**LISTING:**
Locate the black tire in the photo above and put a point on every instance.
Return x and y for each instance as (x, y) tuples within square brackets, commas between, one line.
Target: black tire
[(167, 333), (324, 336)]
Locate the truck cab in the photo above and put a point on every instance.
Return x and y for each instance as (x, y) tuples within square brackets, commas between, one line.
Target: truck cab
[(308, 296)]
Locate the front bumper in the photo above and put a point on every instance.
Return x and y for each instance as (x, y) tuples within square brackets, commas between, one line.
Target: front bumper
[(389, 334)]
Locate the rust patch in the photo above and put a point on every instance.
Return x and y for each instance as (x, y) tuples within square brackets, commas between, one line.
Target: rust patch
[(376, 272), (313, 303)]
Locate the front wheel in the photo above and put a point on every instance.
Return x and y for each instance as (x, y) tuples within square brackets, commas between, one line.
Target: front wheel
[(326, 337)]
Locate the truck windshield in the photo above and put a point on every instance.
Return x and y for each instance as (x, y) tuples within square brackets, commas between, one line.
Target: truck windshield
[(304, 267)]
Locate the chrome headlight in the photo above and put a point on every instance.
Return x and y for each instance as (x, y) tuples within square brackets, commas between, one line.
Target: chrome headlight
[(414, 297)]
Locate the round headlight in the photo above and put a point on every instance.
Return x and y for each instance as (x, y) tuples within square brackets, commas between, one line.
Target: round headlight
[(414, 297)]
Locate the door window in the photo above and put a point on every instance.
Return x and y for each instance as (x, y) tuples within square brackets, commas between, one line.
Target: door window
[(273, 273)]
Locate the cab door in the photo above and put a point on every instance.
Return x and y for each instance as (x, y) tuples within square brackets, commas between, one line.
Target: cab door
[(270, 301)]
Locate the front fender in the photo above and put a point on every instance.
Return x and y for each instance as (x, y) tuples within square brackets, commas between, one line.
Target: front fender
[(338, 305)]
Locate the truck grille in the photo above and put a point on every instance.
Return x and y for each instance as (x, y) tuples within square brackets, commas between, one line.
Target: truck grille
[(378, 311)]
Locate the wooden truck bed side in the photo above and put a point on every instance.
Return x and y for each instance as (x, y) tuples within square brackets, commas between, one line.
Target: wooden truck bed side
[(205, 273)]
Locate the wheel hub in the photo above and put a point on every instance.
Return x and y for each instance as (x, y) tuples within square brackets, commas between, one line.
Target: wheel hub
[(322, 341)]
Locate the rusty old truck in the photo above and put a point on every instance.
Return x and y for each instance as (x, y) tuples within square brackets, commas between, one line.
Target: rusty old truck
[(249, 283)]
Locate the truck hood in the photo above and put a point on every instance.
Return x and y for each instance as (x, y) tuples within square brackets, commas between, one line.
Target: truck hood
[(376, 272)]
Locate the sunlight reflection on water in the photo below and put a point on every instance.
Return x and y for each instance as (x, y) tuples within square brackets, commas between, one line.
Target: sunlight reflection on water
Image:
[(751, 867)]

* * *

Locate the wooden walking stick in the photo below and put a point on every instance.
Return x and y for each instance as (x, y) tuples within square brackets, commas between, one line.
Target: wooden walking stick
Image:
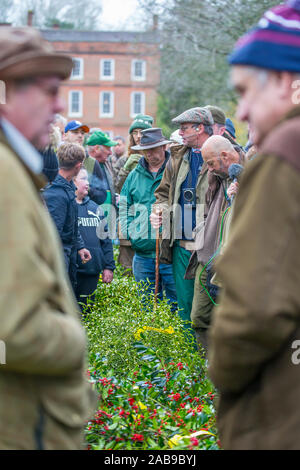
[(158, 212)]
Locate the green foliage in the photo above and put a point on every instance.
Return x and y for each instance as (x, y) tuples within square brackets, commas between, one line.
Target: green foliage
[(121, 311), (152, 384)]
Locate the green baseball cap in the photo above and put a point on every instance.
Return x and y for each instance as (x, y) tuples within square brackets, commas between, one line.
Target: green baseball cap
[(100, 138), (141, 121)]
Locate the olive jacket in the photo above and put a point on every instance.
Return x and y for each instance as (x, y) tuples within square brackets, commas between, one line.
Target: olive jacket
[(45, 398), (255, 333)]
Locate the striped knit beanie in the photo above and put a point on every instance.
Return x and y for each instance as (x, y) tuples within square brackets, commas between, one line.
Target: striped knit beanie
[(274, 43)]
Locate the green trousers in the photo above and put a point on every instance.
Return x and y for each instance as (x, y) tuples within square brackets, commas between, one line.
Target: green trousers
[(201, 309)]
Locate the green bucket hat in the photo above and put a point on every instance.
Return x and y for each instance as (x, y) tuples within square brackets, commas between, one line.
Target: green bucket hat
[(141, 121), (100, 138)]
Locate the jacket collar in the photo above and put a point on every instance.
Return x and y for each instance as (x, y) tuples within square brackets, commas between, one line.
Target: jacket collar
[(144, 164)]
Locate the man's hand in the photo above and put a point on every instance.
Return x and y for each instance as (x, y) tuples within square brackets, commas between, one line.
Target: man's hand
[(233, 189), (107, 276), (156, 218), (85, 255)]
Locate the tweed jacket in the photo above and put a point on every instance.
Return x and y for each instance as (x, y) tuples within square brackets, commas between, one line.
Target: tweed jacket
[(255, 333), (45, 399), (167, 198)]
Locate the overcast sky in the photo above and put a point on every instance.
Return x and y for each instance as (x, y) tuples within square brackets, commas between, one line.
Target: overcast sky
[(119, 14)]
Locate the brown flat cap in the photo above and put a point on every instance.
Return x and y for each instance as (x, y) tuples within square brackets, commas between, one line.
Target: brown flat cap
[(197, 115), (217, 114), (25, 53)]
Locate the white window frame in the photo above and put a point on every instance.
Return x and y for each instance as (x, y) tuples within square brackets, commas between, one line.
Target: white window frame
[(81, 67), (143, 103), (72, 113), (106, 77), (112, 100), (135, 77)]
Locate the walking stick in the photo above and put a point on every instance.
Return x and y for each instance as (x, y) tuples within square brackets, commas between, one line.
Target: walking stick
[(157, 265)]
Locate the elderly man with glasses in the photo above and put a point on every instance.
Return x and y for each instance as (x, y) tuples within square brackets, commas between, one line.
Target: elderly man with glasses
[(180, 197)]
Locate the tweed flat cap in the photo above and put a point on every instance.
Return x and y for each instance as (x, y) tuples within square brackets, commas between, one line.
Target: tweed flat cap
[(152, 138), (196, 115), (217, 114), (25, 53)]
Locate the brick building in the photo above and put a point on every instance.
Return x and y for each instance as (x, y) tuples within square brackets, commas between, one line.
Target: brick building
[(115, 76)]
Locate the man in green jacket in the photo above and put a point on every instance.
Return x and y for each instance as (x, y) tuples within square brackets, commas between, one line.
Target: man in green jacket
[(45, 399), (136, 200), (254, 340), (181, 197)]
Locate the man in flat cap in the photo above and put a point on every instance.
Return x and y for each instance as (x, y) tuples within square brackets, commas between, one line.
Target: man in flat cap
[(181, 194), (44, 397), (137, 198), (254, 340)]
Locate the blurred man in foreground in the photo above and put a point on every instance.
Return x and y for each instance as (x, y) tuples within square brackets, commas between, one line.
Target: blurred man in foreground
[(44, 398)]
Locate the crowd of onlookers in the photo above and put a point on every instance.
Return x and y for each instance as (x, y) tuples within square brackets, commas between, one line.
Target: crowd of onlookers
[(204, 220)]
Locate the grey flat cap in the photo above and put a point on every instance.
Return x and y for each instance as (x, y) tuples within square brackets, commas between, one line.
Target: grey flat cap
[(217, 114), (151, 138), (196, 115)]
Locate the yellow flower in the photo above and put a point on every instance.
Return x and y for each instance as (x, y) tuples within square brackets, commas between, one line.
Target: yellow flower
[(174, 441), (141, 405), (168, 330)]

**SET PROBLEM:**
Could you update everything from the line containing "Locate the elderly" down to the line containing "[(45, 399), (136, 200), (254, 340), (181, 197)]", replacing "brick building" with "stone building" and leaving the rest of those records unchanged? Give back only those lines.

**EXERCISE ANSWER:**
Locate the elderly man with glasses in the photo above and put a point on every instance.
Return x and y for each instance as (x, y) tuples within square brackets, commas between, one line.
Target: elderly man with glasses
[(180, 197)]
Locate the tweed flat cap in the photo above and put a point on every instance.
Return x and y for each instance as (x, y) tuples within square brackets, commas between, one line.
Target: tweed flat cap
[(152, 138), (196, 115), (217, 114), (25, 53)]
Locate the stone building in the photo above and put a point on every instance.
Return x and y for each instance as (x, y) tuples within square brackets, commas between, one line.
Target: stone building
[(115, 76)]
Locate the man in green jacket in the photo above and put a point on every instance.
Return x and y for each instance as (x, y) tuples within square brackets, commas between, one line.
Target: man in green jacket
[(45, 399), (136, 200), (254, 340), (181, 197)]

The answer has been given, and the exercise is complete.